TASK GOAL:
Can you transcribe every line exactly and leave the pictures behind?

═════ INPUT DATA

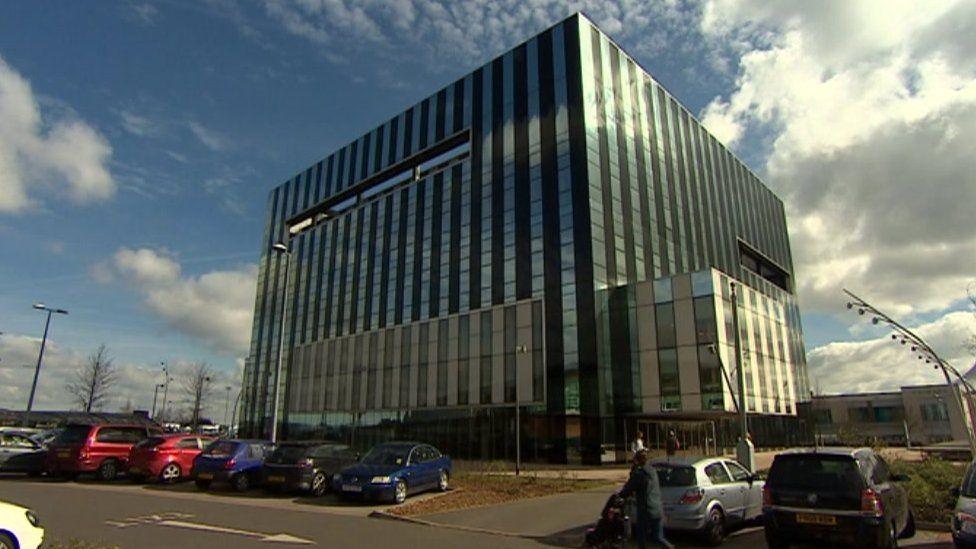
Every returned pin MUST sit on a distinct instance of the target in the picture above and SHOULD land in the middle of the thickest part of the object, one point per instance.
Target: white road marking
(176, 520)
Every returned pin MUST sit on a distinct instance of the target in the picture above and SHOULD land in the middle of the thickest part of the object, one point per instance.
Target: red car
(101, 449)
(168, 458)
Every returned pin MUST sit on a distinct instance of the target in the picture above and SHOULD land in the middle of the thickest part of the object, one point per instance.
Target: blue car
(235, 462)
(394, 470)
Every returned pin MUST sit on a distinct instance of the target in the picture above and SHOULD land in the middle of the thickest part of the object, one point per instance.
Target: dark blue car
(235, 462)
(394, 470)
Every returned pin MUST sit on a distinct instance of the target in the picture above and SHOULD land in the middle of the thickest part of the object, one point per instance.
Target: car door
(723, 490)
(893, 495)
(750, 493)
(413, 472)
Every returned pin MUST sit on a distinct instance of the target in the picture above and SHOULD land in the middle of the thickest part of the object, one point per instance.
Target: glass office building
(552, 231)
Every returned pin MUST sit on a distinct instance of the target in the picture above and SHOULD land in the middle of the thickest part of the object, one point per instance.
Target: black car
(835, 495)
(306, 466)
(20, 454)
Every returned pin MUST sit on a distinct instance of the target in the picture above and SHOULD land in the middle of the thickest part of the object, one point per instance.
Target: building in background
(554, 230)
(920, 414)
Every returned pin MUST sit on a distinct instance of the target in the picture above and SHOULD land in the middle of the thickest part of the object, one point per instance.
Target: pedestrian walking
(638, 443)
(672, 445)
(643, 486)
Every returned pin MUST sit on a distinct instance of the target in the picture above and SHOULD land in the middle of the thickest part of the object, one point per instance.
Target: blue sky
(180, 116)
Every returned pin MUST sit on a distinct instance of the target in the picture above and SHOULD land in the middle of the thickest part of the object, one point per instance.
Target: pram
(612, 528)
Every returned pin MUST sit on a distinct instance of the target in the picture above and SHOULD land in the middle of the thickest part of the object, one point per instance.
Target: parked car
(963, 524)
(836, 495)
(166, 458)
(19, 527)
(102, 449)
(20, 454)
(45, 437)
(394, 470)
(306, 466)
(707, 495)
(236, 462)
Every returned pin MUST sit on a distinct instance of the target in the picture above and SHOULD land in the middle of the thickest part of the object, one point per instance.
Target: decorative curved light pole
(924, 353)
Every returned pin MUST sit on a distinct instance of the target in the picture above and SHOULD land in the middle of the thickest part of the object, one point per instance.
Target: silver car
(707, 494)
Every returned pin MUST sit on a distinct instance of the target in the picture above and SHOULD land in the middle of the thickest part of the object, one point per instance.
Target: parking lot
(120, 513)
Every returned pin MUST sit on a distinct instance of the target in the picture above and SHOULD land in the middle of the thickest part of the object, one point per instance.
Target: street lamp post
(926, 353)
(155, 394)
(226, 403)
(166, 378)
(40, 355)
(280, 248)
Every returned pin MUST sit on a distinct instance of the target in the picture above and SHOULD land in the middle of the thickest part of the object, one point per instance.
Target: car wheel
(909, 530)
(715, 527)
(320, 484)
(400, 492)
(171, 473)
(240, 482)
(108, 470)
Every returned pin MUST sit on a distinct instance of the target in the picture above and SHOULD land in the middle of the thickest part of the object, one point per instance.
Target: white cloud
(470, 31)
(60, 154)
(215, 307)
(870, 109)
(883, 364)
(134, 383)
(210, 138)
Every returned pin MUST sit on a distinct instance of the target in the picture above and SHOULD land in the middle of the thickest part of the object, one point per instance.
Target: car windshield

══════════

THE REPLY:
Every returned pin MUST sit on a distinct instance of the target in the picture above and SHOULD land in the middle of the thickest part of the object, one point per instance.
Target: white road marking
(176, 520)
Every returned pin MUST sit on a distinct instance of the target in the picture above and SHOULD land in the middle of the thickest part of the object, one point per instance.
Target: red car
(101, 449)
(168, 458)
Every returned pin MUST sit on a distinct instance of the target in the picture above and SHOULD land in the middle of the thickest part of the object, one point per instance.
Target: blue car
(235, 462)
(394, 470)
Every returned pin MUST sit on a distinct instance of the target in the picture above and SHOULD land in the middle of the thickest part of the object, one point per instance.
Target: dark blue car
(235, 462)
(394, 470)
Every returned pin MUST sit on a distinct instance of the target in the picture above and SHOULD land in the middle of the thickest part of the object, one point per instance.
Target: car door
(723, 490)
(893, 495)
(750, 493)
(413, 472)
Every returned pin MUST sit on a distinct instance of the target in the picture above and SHOULD land in the middle of the thickest part of the object, one point per instance.
Target: glass office building
(552, 231)
Every returned pin MUST sit on a distinct instance of the target in the picture above and SHOULD land in the middle of the thickest part of the object, one point per instance.
Target: black car
(835, 495)
(306, 466)
(20, 454)
Every returned pin MUST sit on a distinct instance of the target in the picture above and SHOULD land in the middle of the thickest part of the object, one point per instance.
Target: building in background
(554, 230)
(920, 414)
Every returned pin MUST sit on a distinct instance of the target in the picture above and SHOULD land in the middle of the thickest part of the object, one point per instance.
Target: pedestrian walking
(638, 443)
(672, 445)
(643, 486)
Every returned pin MUST sit on a distinct instance of the target in the picture above and SHOULD land in the middle of the thickest part of the object, one point per instance.
Target: blue sky
(180, 116)
Every returned pin MUST sit on a distinct instance of the target in the picture above and SHOULD land in the middle of the thickest part of the object, one point per instance.
Target: pram
(612, 528)
Every returned pin MUST sit on a distinct instance of the target in the picture above and SHOULD land in the middle of the thickest part of the object, one point per instance.
Target: parked car
(963, 524)
(836, 495)
(166, 458)
(19, 527)
(102, 449)
(20, 454)
(45, 437)
(394, 470)
(306, 466)
(707, 495)
(236, 462)
Every returned pin MUST sit on a distinct instance of the target in the picture above and SHOULD land in the middle of the thickest part of the object, one point per instance.
Target: decorative curved light pole
(924, 353)
Every returned pin MUST sit on a distinct instance of the target in the picture above and SHOULD land in the middle of the thickest part of the object, one point per instance.
Target: silver car
(707, 494)
Every returned pin MUST sit on a distinct instance of the target in the picture above and SHOULD land in the middle of the thickest part of the object, one point per instance.
Target: parking lot
(120, 513)
Every returned pin MUST sit on a distinct instance of the target in the picture above and SHOULD land in the middle of the thickest part of the object, one point per instance.
Target: street lamp post
(926, 353)
(155, 394)
(226, 403)
(166, 378)
(40, 355)
(280, 248)
Every returned pin MUST sit on a distinct instance of the target in the picture above and SHOULD land in the middle of the thickest part of the object, one point per instance.
Target: car wheel
(909, 530)
(715, 527)
(320, 484)
(400, 492)
(171, 473)
(240, 482)
(108, 470)
Every returned pin MUST sit on a distinct instance of the target in the picture above and SHOULD land in the middle of the thickest part of the object, one point per instance.
Target: white cloud
(470, 31)
(60, 154)
(215, 307)
(870, 109)
(883, 364)
(134, 383)
(210, 138)
Every returned pin MUST sit on a distinct instance of the target in the picture above and SHOULD land in the middle of the thickest part of the object, one point per instance.
Target: car windshield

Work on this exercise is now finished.